*** Provided data

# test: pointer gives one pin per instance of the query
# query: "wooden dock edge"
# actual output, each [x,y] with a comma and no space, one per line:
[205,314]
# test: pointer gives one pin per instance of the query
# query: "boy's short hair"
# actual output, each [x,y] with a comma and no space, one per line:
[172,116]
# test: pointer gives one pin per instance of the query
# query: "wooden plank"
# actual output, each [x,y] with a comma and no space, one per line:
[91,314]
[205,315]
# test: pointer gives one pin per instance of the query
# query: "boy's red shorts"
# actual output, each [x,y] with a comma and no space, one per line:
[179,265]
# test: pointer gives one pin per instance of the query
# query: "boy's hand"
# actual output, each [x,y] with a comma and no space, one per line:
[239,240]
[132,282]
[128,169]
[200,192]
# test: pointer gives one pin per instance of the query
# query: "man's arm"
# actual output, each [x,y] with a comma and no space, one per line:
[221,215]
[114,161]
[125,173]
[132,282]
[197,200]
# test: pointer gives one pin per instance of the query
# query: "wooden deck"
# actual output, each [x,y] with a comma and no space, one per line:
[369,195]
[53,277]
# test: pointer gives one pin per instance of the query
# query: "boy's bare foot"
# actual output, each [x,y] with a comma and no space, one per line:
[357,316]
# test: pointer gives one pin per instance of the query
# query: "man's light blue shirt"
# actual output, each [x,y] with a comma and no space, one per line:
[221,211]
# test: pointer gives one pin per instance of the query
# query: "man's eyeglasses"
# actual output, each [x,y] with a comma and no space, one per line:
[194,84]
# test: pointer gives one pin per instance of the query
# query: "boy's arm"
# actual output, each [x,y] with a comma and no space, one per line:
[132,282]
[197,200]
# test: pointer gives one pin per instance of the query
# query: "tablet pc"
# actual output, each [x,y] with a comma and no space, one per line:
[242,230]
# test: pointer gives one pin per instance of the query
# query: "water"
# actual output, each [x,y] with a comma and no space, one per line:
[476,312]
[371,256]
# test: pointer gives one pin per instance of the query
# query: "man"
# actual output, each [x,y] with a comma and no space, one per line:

******

- _Set problem_: Write out all the records above again, exactly as they stand.

- _Solution to this problem_:
# test: pointer gives one pin per instance of the query
# query: "wooden dock edge"
# actual output, each [x,y] with a comma and no space, one per line:
[205,314]
# test: pointer gives one pin per instance of the query
# query: "boy's short hair"
# actual output, each [x,y] with a comma and no space, one per line:
[172,116]
# test: pointer gives one pin per instance of the query
# query: "wooden plank"
# actual output, each [x,y] with a comma and no space, one per line:
[91,314]
[205,315]
# test: pointer gives one pin per instance of the query
# query: "boy's red shorts"
# actual output, each [x,y] with a comma and no space, one per line:
[179,265]
# test: pointer gives one pin per instance of the query
# query: "boy's hand"
# actual output, each [x,y] with a comma and no space, one per line:
[239,240]
[132,282]
[128,169]
[200,192]
# test: pointer gives one pin per instance of the query
# query: "man's arm"
# actual output, each [x,y] with a comma and no space, one per line:
[221,215]
[114,161]
[125,173]
[132,282]
[197,200]
# test: pointer gives one pin per instance of the query
# query: "wooden deck"
# actual output, each [x,y] with a comma and no space, one per line:
[369,195]
[53,277]
# test: pointer gives one pin per instance of the query
# query: "boy's bare foot"
# actual output, each [x,y] with a comma and no space, one per line:
[357,316]
# test: pointer gives one pin per instance of the query
# query: "man's light blue shirt"
# actual output, each [x,y] with a comma and no space, one per line:
[221,211]
# test: pointer gives one pin per instance of the query
# query: "man's eyeglasses"
# actual output, each [x,y] with a comma and no space, one per line:
[194,84]
# test: pointer gives one pin per instance of the query
# query: "boy's arm"
# actual output, each [x,y] with a comma and no space, one per line:
[132,282]
[197,200]
# test: pointer gives one pin per instance of the query
# query: "tablet pc"
# actual output, each [x,y] with a comma and no space, one per line:
[242,230]
# test: pointer gives one pin per instance of the query
# query: "water"
# actual output, each [x,y] with a comma and no space, one per line:
[476,312]
[371,256]
# test: pointer gives one pin per instance of the query
# query: "man"
# actual output, each [x,y] with a comma and no space, one per line:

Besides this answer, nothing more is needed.